§ Task instructions: Through the line that contains "the distant hill;", return the data below exactly, starting at its first line; leave the rest out.

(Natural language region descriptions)
# # # # # # #
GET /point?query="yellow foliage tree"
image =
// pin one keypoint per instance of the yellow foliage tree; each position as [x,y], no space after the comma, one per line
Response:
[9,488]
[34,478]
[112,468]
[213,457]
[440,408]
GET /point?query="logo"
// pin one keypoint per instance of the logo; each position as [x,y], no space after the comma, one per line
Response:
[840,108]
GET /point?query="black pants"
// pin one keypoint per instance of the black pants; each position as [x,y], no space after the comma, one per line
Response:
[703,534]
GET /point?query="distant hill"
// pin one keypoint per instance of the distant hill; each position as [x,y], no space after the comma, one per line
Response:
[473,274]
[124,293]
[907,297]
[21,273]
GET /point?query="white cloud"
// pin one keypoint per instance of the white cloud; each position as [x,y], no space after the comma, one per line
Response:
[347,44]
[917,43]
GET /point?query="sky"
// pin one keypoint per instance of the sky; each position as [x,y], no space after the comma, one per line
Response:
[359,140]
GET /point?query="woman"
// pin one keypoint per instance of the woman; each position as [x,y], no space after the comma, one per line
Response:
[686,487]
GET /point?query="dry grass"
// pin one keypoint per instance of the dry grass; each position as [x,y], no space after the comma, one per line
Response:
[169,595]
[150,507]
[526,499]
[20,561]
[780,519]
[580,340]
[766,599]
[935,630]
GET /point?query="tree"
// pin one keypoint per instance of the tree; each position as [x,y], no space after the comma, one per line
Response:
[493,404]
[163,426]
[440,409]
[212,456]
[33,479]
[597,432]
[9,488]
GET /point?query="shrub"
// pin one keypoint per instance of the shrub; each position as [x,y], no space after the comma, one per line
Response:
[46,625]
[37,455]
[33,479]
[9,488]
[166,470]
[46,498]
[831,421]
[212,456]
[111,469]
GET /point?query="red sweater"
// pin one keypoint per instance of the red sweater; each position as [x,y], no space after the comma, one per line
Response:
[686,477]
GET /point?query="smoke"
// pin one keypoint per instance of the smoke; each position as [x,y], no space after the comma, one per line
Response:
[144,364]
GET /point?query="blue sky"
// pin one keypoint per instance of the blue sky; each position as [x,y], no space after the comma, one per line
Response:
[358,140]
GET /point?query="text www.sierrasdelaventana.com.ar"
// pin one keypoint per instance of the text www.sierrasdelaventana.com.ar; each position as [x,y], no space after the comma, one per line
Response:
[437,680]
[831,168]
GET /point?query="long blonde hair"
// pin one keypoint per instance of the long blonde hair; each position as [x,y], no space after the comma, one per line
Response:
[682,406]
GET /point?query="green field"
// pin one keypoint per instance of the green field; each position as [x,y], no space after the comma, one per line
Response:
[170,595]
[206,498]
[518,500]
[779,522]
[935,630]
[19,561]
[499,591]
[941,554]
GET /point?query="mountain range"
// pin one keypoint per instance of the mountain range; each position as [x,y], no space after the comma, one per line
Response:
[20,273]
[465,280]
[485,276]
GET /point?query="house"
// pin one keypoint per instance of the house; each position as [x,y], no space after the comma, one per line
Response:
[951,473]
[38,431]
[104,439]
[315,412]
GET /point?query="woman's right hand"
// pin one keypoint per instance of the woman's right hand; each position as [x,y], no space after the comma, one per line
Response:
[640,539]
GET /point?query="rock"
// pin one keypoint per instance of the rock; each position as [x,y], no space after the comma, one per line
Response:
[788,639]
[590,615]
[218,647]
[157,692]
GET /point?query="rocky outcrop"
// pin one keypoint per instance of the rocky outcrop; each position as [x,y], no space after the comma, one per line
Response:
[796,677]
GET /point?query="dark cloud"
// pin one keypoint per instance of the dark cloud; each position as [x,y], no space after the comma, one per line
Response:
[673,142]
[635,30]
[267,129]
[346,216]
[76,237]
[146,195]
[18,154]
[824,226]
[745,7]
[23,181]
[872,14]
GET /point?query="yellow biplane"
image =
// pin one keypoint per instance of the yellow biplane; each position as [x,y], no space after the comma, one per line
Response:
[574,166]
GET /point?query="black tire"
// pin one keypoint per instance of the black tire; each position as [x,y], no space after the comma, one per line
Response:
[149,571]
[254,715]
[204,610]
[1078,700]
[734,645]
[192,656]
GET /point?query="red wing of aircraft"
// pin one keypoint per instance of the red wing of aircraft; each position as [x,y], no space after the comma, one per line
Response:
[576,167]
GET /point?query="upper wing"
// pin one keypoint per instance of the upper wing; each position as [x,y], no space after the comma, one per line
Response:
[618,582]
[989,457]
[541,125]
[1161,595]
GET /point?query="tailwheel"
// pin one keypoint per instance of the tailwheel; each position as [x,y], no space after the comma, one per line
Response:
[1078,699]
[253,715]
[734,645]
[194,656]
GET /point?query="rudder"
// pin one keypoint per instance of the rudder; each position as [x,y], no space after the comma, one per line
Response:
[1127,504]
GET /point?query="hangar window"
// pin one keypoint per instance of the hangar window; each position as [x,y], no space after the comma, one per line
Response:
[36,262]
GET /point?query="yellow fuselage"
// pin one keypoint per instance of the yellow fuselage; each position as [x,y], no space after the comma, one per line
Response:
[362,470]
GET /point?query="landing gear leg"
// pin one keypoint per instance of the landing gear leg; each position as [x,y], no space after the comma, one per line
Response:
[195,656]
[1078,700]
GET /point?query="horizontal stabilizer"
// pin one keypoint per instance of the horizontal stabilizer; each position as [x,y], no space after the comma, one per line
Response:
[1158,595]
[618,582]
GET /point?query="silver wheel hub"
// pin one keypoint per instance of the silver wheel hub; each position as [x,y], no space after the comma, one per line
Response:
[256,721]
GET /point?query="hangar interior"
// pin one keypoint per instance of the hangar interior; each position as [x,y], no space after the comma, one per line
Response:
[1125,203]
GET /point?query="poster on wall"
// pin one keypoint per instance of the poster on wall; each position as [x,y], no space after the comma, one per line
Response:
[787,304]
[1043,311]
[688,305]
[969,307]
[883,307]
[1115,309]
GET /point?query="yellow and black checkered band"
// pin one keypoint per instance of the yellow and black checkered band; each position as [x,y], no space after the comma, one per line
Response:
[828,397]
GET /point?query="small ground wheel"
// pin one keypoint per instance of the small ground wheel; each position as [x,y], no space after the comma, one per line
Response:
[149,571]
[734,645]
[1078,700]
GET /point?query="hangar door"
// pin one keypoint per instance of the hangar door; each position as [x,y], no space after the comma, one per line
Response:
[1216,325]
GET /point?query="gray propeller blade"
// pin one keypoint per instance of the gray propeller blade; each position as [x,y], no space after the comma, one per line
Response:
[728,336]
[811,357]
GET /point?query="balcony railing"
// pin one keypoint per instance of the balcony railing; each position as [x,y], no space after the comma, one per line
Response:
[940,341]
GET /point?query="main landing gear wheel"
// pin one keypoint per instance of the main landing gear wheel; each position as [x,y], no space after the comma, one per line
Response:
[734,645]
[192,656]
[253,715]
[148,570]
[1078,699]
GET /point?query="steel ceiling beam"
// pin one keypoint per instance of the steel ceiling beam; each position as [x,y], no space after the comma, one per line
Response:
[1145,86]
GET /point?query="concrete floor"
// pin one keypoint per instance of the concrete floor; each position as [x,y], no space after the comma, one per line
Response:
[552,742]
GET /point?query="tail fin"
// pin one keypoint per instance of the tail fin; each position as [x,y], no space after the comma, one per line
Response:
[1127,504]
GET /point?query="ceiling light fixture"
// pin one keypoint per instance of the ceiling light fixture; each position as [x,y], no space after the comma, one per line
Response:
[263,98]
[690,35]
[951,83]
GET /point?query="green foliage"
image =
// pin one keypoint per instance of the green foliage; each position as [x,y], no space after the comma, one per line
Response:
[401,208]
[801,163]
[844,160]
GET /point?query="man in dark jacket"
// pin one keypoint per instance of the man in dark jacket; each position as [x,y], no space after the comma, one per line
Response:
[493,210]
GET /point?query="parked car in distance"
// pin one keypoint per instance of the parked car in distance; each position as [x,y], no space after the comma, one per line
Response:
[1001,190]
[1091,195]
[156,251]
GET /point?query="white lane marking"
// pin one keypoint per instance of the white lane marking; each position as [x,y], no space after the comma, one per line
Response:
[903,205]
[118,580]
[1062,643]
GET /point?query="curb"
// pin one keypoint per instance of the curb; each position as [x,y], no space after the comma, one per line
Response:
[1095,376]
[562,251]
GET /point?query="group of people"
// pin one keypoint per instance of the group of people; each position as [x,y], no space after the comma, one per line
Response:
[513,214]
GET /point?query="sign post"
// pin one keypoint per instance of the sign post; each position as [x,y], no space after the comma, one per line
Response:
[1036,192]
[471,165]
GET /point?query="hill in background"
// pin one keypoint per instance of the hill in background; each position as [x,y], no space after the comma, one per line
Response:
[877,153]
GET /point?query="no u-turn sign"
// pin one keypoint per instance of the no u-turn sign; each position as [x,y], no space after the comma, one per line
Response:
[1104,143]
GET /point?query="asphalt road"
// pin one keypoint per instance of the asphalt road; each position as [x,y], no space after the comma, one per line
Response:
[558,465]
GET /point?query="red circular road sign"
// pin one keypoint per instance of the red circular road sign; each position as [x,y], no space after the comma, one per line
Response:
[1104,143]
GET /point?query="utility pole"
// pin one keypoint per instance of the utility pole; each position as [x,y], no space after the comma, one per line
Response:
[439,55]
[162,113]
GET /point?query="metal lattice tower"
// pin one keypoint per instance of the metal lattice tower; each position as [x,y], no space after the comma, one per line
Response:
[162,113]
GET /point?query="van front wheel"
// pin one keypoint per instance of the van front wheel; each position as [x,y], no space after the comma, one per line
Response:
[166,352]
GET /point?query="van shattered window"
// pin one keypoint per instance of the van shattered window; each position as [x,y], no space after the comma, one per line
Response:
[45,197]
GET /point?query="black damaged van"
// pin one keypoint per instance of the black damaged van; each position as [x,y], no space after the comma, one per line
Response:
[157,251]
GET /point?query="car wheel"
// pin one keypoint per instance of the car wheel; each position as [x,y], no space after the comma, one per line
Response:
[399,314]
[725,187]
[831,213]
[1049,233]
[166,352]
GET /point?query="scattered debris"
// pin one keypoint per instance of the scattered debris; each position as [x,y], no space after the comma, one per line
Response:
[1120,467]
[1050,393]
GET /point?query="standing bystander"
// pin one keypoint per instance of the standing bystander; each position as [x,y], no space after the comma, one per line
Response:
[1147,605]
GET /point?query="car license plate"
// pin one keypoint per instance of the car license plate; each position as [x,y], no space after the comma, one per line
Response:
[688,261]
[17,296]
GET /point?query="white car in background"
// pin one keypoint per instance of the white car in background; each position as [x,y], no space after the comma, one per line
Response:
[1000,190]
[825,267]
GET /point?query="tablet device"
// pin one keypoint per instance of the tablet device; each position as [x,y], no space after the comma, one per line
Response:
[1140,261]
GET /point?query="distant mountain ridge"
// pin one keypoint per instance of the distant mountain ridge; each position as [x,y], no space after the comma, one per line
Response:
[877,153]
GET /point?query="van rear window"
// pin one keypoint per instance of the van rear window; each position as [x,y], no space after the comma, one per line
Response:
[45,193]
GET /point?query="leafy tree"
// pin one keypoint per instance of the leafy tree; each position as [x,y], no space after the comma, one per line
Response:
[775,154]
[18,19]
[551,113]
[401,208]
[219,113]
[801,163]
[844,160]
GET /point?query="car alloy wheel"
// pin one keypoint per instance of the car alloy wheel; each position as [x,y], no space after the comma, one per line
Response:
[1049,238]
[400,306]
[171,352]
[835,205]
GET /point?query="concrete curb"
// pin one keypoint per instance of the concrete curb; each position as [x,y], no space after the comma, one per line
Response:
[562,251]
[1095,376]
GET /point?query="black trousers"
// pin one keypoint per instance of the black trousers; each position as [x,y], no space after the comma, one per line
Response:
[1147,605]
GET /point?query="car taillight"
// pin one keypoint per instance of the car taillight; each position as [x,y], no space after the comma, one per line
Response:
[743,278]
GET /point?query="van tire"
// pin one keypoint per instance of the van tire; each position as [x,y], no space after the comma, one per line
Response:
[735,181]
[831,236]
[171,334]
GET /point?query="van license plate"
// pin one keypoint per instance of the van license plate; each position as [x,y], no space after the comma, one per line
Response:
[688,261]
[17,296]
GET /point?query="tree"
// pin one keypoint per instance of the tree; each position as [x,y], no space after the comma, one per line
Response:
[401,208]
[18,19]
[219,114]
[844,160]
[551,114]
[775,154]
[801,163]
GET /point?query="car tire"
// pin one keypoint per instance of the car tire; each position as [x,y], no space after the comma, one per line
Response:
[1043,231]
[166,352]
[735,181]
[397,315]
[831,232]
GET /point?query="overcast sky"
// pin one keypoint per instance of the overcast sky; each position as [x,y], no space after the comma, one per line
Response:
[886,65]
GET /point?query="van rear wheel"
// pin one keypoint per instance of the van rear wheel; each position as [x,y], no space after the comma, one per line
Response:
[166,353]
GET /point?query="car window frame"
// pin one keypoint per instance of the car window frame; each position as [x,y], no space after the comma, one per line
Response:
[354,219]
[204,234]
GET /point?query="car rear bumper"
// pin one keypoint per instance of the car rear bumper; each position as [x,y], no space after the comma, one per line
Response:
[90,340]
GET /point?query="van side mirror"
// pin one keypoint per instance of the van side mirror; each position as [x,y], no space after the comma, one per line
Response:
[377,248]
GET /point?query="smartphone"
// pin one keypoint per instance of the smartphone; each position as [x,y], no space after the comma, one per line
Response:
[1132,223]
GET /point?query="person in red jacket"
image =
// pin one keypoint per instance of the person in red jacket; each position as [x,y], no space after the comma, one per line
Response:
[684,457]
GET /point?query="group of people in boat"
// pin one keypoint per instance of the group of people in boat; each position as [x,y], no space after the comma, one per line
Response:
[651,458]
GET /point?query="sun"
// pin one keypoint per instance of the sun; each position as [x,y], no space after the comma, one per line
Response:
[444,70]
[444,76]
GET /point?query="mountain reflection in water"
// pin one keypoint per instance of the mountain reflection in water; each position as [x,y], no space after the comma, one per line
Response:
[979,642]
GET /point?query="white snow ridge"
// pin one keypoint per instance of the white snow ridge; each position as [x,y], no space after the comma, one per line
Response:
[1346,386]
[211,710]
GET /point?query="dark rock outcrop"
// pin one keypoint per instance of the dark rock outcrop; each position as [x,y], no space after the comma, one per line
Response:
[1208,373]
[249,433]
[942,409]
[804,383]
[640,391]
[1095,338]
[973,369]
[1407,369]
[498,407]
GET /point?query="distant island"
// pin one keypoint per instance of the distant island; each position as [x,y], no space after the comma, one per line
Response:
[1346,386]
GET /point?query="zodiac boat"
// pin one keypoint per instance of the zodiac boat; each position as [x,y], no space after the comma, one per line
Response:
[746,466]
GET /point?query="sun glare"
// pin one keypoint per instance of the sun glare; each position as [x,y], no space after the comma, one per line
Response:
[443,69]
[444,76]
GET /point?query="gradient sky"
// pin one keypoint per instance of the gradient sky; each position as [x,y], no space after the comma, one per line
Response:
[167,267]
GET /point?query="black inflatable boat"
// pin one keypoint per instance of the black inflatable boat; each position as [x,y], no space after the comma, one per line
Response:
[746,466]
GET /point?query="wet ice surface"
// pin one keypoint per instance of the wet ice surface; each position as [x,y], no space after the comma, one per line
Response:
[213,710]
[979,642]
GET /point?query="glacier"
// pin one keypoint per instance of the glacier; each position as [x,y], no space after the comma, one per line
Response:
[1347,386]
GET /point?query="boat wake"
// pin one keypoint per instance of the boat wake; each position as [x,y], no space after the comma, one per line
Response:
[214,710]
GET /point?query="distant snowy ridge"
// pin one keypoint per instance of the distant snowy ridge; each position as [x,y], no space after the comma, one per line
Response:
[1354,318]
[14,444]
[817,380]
# # # # # # #
§ Exercise output:
GET /point?query="yellow foliage tree"
image =
// pin one keypoint per instance of the yellow foliage tree; each position as [x,y], no space after the comma, one per line
Response:
[9,488]
[34,478]
[112,468]
[213,457]
[440,408]
GET /point?query="logo"
// pin one keypoint per instance of the logo; each position as [x,y], no space after the comma, one per line
Response:
[840,108]
GET /point?query="black pants"
// pin one keypoint per instance of the black pants; each position as [x,y], no space after the comma, one per line
Response:
[703,534]
GET /point?query="distant hill"
// pin one keypoint per instance of the distant hill; each position as [x,y], no space after the comma, one per line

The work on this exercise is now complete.